Count the lines in the material below that contain the string "woman". Reply with the number alone.

** Begin Data shown **

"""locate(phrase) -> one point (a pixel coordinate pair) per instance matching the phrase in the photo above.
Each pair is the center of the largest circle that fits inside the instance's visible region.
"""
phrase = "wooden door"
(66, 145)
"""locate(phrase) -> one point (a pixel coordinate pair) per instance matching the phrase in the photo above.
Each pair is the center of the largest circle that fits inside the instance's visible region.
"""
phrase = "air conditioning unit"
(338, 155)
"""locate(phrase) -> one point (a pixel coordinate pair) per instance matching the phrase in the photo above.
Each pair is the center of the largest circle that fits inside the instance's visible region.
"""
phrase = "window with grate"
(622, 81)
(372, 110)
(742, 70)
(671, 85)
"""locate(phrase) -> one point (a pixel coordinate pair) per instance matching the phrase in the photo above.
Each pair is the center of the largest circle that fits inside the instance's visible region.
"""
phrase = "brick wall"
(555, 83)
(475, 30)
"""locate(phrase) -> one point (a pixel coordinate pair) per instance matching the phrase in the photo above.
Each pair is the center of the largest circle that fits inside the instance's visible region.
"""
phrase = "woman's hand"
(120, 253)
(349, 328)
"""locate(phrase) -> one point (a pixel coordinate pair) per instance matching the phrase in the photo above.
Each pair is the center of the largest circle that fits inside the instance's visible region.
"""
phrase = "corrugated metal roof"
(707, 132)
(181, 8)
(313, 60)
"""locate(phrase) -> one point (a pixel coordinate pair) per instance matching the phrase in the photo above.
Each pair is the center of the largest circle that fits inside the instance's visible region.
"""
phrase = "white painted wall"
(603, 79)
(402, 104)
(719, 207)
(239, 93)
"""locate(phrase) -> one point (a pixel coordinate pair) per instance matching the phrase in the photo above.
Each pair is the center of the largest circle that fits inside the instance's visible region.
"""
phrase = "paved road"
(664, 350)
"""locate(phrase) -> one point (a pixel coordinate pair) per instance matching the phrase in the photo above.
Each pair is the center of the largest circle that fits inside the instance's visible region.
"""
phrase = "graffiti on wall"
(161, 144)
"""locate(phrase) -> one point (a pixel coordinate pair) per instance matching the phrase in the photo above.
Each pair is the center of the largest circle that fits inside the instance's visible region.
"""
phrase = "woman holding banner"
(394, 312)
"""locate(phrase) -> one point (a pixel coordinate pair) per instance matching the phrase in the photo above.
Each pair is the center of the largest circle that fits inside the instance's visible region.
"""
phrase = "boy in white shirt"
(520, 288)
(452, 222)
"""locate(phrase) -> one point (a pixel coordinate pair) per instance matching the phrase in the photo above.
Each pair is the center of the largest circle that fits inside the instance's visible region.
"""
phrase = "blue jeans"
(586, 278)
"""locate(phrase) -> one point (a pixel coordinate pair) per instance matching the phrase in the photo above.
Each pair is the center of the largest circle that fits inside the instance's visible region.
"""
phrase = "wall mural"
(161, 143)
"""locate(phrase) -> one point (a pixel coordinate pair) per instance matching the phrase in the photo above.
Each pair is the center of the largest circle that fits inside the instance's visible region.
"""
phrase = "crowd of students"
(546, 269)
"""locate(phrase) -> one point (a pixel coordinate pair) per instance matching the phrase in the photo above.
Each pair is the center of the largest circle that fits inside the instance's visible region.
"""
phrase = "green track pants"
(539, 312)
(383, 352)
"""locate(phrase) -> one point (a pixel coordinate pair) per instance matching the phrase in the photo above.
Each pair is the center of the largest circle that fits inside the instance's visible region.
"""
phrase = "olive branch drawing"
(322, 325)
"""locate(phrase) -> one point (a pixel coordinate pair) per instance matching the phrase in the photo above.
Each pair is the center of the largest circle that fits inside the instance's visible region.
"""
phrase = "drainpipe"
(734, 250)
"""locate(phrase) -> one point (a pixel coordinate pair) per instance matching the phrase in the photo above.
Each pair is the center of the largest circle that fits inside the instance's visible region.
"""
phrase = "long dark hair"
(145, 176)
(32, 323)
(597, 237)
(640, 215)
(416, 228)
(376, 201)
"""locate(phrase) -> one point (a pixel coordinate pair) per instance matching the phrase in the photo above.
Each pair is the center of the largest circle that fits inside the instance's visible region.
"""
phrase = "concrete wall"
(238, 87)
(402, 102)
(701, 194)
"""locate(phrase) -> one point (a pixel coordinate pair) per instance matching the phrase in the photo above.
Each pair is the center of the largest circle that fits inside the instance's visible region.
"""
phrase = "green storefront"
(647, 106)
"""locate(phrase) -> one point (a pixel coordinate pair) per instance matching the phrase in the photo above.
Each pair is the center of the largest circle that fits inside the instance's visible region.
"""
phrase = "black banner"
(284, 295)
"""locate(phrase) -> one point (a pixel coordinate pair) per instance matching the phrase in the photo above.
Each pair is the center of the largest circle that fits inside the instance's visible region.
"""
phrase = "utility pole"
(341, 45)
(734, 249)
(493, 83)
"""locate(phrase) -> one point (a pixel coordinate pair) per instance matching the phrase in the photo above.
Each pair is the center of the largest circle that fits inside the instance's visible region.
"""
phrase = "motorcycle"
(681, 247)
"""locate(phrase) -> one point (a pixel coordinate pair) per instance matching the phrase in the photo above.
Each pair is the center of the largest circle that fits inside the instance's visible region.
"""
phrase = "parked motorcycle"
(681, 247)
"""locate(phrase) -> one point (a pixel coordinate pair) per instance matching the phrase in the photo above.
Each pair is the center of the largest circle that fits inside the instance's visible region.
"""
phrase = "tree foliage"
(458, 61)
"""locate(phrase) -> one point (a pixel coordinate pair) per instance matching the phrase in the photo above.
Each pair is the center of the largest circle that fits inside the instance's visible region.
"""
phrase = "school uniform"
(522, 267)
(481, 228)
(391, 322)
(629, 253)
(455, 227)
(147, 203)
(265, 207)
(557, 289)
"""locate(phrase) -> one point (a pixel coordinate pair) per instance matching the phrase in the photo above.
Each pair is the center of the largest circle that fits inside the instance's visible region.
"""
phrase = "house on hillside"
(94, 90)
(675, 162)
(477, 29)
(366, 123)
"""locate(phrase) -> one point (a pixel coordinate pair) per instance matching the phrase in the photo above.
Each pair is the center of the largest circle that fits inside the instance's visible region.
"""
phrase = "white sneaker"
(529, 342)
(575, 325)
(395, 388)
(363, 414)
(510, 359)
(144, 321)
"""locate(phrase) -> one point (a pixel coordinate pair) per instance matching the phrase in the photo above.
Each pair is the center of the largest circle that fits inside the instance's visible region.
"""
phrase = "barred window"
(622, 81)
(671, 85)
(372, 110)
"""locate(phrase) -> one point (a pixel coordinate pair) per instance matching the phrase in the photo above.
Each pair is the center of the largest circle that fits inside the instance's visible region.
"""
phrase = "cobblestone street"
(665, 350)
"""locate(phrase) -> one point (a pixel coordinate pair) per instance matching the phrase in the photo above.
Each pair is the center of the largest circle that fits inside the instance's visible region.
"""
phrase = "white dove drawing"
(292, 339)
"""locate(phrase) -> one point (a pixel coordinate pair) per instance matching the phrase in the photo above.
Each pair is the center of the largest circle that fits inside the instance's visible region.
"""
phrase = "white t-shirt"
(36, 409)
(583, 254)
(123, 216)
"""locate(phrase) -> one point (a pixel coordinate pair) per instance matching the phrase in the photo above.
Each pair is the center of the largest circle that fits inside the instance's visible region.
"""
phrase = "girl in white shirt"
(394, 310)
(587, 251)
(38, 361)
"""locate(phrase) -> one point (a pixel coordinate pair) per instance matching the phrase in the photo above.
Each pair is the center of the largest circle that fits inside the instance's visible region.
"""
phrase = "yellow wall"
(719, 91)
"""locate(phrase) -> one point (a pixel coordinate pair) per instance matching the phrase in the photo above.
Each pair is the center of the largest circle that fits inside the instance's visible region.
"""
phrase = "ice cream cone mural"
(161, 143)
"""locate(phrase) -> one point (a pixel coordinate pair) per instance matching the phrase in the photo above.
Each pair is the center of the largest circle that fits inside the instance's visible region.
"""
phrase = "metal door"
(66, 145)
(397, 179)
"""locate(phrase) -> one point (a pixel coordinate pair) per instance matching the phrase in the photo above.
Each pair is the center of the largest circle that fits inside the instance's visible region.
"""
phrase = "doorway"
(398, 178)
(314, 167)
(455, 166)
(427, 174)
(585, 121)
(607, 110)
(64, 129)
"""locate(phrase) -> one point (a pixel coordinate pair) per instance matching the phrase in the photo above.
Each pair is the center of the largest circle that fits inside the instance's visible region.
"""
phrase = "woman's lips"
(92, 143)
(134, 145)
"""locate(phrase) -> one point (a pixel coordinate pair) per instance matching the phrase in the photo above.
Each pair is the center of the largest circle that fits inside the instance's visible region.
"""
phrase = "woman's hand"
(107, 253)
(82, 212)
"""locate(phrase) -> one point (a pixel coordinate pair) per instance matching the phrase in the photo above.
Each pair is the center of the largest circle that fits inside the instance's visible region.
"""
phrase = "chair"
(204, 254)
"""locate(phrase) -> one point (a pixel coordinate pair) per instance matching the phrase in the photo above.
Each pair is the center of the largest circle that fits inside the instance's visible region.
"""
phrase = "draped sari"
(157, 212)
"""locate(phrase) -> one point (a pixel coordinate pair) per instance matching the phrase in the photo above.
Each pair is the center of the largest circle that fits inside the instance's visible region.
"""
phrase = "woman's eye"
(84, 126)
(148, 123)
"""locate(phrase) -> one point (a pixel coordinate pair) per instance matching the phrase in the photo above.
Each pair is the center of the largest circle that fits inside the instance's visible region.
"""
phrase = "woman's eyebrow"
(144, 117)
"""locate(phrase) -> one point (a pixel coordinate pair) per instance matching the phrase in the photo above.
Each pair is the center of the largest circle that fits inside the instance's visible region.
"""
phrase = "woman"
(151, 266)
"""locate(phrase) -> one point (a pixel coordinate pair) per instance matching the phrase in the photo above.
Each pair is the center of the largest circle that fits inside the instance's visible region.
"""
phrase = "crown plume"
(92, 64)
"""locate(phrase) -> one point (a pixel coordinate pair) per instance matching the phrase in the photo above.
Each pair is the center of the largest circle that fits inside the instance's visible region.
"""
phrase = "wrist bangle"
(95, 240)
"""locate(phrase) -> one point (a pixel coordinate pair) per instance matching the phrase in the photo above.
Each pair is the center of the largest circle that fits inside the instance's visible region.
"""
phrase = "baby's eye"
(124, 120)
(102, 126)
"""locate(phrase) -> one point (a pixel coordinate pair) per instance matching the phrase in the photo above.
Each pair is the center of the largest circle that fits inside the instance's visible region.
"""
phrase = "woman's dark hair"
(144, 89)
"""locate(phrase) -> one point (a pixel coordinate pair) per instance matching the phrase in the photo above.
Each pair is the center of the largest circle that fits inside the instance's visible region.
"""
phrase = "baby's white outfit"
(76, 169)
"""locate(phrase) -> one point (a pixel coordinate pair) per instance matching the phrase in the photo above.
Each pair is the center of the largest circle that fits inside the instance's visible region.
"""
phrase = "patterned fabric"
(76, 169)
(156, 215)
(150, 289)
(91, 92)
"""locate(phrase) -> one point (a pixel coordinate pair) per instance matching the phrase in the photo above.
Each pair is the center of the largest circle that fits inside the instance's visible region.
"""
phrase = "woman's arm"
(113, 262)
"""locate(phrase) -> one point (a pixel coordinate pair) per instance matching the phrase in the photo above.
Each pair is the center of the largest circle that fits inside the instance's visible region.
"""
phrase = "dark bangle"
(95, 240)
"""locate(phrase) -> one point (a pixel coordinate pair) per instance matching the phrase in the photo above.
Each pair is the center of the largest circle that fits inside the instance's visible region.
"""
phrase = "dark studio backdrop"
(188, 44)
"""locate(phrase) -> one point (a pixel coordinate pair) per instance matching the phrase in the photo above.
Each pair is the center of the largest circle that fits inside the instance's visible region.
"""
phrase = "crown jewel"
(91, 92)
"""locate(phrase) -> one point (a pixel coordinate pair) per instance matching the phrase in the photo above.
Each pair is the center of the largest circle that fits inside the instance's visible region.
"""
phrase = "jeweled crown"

** End Data shown **

*Output below*:
9